== Segment start ==

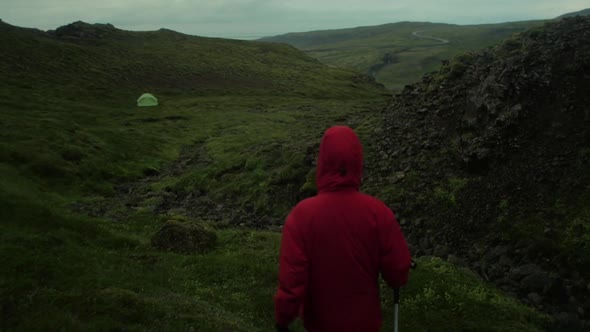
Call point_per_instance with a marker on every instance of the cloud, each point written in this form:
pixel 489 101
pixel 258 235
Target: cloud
pixel 227 17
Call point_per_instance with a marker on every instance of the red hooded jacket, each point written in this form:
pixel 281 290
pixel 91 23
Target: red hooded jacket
pixel 335 244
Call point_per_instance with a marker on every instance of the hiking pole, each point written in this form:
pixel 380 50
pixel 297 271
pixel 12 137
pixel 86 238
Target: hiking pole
pixel 396 303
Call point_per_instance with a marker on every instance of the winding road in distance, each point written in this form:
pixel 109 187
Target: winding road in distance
pixel 440 40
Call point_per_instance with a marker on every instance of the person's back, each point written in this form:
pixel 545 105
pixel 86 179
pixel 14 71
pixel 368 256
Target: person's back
pixel 334 246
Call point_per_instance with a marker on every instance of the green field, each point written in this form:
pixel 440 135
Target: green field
pixel 392 53
pixel 88 179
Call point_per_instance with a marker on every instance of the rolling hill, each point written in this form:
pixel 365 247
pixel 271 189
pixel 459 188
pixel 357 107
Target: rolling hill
pixel 584 12
pixel 399 53
pixel 487 160
pixel 88 180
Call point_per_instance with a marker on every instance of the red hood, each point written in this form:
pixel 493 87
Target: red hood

== Segment end ==

Pictures aside, please output the whole listing exactly as it appears above.

* **THE COMPLETED TASK**
Call point_per_instance with a marker on every instance of the cloud, each point written in this form:
pixel 489 101
pixel 258 235
Target: cloud
pixel 227 17
Call point_per_instance with a marker on every instance of the red hooded jacket, each point written in this form:
pixel 281 290
pixel 91 23
Target: red hooded jacket
pixel 335 244
Call point_per_instance with a marker on every instance of the hiking pole, each point written in this form:
pixel 380 50
pixel 297 271
pixel 12 137
pixel 86 238
Target: hiking pole
pixel 396 303
Call point_per_instance with a marker on every instance of the winding road in distance, each point written in this form:
pixel 109 187
Target: winding road in distance
pixel 440 40
Call point_per_instance with a marker on every instance of the person's back, each point written in this form:
pixel 545 105
pixel 86 179
pixel 14 71
pixel 368 256
Target: person's back
pixel 334 246
Call point_per_instance with a marker on every instance of the green field, each point written in this form:
pixel 440 135
Target: green field
pixel 392 53
pixel 88 179
Call point_per_instance with a marker on every instance of the rolling hill, each point written in this form:
pixel 365 247
pixel 271 189
pixel 459 188
pixel 357 107
Target: rolling hill
pixel 584 12
pixel 399 53
pixel 487 160
pixel 88 180
Call point_per_instance with a marker on every instance of the red hood, each point written in this form:
pixel 493 87
Target: red hood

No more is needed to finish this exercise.